Collection entries

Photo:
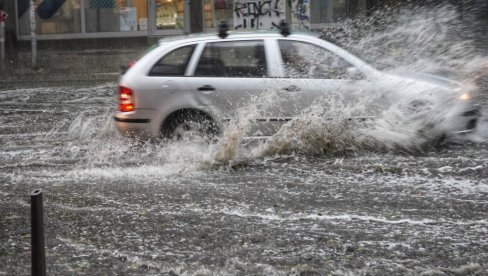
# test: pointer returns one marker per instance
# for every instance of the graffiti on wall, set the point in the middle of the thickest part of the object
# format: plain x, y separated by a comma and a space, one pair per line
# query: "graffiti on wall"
258, 14
301, 14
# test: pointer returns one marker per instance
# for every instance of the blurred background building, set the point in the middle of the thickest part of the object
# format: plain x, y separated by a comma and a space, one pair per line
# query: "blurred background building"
78, 19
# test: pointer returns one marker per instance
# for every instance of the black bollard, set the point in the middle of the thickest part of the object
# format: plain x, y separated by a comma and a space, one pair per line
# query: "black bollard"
37, 234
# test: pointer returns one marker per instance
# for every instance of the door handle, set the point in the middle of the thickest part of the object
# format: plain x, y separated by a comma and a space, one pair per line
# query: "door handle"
291, 88
206, 88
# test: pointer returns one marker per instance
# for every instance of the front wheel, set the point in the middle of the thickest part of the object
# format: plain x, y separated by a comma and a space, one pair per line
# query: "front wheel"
191, 128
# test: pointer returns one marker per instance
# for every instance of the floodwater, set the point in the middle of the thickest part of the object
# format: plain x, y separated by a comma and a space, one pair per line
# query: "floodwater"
116, 207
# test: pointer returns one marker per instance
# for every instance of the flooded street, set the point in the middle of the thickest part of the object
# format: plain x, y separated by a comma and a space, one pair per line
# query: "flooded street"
112, 207
115, 206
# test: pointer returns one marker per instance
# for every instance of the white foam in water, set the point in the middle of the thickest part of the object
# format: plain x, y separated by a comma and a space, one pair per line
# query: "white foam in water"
413, 39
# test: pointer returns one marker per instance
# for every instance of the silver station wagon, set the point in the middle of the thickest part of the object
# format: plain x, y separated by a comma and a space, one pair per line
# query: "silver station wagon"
197, 84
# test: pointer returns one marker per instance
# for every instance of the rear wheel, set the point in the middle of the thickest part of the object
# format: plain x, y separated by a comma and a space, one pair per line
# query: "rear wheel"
190, 126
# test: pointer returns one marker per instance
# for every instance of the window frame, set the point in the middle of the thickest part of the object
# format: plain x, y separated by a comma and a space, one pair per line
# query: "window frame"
200, 50
187, 62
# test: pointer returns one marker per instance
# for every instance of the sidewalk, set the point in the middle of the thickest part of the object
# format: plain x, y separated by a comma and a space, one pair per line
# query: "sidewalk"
65, 67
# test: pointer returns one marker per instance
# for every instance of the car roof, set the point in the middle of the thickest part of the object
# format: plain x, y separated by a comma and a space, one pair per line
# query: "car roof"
232, 35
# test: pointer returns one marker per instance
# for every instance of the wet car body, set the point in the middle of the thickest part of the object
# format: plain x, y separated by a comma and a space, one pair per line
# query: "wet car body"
207, 79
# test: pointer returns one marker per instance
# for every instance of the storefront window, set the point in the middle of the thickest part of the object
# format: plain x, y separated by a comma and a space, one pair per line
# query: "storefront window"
170, 14
53, 17
116, 15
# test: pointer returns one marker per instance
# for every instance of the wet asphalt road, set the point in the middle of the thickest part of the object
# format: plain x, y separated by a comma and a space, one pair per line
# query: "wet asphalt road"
112, 208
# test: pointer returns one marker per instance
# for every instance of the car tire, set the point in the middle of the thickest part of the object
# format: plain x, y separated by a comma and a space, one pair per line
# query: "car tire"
190, 127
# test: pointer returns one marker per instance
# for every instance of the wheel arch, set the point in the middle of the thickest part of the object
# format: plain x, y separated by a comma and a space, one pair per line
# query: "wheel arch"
167, 124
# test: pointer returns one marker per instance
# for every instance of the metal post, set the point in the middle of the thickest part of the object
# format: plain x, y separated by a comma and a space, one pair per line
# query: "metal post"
37, 234
33, 34
2, 41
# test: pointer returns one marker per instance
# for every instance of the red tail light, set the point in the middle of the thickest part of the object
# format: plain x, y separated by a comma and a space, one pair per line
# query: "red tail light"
126, 99
131, 63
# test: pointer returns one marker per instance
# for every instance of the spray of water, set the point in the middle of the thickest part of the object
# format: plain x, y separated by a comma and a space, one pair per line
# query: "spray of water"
397, 40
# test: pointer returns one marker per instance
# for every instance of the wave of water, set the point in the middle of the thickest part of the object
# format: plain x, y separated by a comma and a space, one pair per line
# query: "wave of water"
416, 40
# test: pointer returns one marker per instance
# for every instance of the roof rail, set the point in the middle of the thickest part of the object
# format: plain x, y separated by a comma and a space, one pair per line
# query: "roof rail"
284, 29
223, 29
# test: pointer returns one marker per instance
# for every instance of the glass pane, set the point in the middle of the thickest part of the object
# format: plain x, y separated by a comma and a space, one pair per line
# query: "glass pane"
174, 63
53, 17
170, 14
304, 60
233, 59
115, 15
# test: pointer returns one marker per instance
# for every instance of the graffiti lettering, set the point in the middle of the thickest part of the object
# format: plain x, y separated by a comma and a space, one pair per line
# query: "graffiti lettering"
257, 14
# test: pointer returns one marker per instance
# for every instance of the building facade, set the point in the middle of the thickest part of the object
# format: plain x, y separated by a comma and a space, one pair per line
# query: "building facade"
78, 19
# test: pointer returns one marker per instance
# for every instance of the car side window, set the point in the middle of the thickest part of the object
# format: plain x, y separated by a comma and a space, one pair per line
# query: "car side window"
305, 60
174, 63
239, 59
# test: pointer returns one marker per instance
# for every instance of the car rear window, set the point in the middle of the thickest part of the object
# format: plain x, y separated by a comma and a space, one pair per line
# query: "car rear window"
174, 63
233, 59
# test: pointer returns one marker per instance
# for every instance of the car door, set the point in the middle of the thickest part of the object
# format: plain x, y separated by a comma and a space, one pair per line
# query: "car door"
315, 79
232, 78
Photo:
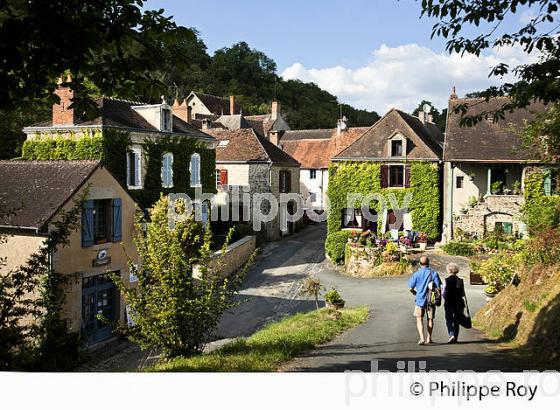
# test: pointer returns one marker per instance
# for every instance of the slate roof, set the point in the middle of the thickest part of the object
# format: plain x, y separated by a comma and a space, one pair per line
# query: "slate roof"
216, 105
315, 148
32, 192
487, 141
245, 145
423, 140
119, 113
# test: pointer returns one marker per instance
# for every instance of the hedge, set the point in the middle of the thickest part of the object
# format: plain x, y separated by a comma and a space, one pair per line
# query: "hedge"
365, 178
459, 248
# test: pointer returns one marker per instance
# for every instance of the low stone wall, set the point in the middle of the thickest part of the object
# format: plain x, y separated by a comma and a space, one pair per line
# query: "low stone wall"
235, 257
495, 208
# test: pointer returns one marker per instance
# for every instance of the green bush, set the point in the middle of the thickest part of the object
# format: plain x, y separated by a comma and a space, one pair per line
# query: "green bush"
459, 248
498, 271
335, 246
333, 298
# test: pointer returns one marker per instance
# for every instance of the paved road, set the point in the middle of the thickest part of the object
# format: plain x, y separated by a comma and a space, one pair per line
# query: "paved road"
271, 291
390, 335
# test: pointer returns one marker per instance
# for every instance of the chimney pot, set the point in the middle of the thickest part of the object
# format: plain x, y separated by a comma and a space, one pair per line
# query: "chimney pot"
61, 113
275, 110
231, 105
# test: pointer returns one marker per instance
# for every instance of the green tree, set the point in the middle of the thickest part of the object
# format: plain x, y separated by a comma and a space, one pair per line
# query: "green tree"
537, 80
172, 310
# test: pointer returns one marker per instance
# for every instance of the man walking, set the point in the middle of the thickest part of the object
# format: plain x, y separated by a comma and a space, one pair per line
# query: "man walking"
423, 284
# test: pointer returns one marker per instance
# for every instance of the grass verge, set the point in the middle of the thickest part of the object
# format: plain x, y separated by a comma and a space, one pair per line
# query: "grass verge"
274, 345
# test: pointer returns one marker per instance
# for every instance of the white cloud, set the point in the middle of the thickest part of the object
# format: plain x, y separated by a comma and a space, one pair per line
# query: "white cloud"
403, 76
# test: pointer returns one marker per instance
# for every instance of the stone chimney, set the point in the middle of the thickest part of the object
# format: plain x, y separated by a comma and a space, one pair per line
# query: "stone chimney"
231, 105
274, 137
182, 111
453, 95
62, 115
275, 110
342, 125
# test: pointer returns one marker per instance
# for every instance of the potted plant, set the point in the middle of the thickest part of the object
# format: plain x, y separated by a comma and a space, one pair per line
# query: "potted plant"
333, 300
422, 241
496, 187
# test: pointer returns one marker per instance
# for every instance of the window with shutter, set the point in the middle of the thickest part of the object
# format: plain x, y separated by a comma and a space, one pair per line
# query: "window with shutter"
384, 176
116, 211
195, 170
167, 170
87, 224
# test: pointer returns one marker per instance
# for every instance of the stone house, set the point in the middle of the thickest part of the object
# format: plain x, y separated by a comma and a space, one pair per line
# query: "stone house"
314, 149
246, 162
399, 155
34, 193
120, 135
485, 169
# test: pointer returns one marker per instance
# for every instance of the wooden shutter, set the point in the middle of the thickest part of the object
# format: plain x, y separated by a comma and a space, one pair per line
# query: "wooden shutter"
384, 176
87, 224
407, 176
116, 207
223, 177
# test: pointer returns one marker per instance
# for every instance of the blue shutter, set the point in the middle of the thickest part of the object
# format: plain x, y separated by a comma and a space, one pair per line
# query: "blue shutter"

▸ Exercise objective: Print only the lines from the first line of the data above through the one containing "# for every instance of the door", exactly as they are, with pictures omitted.

▸ Response box:
Photo:
# test: pointer returns one marker per instance
# for every instance of the graffiti on wall, set the point in the middle of the thickest part of the object
# format: plain x, y separated by a comma and a space, one pair per line
# query: "graffiti on wall"
258, 14
301, 14
# test: pointer returns one marker per instance
# for every instance of the blurred background building, set the point in the middle of the thickest part of the object
# format: plain x, y separated by a comma and a space, one pair per line
# query: "blurred background building"
78, 19
# test: pointer returns one marker per instance
# for every instance of the black bollard, set the point in the middle of the thickest part of the object
# format: plain x, y separated by a comma and a space, one pair per line
# query: "black bollard"
37, 234
# test: pointer returns one marker per instance
# for every instance of the door handle, set the point in the middle of the thickest part of the object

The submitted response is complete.